- **Work task**: With pictures removed, output every record below exactly as written.

>>>>>

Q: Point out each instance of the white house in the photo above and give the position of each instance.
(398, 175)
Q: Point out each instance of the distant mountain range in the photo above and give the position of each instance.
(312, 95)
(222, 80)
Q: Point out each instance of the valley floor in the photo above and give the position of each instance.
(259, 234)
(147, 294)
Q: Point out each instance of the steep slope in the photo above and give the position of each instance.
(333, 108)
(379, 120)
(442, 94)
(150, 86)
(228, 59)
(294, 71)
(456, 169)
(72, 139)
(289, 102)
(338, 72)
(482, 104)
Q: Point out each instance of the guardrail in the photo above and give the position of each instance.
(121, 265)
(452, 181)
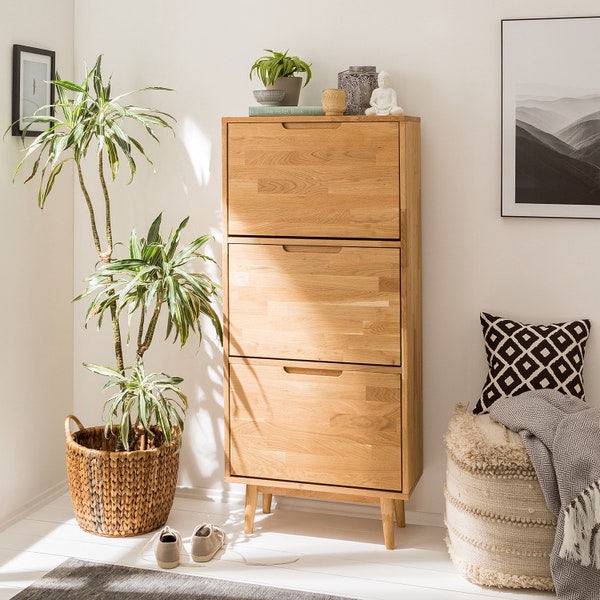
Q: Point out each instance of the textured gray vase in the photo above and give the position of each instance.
(358, 83)
(291, 86)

<<<<<

- **Solution for this task**:
Q: Point out each instance of the white house in the photo above and give the position of each instance.
(398, 175)
Q: Point out each instance of the distant mountain range in the photo above and give the position of each instance.
(312, 95)
(222, 80)
Q: Point out each instance of the valley floor in the photo above and give the position of each instance.
(259, 234)
(147, 294)
Q: Point out each instance of the steep slope in the photo above and give the position of each instance.
(333, 108)
(379, 120)
(442, 94)
(150, 86)
(228, 59)
(294, 71)
(456, 169)
(72, 139)
(289, 102)
(338, 72)
(482, 104)
Q: Point out each instance of the guardrail in the photo above and give the position of each instance.
(121, 265)
(452, 181)
Q: Point out each instance of the textured gray vase in the photo above and give the position of each instance.
(358, 83)
(291, 86)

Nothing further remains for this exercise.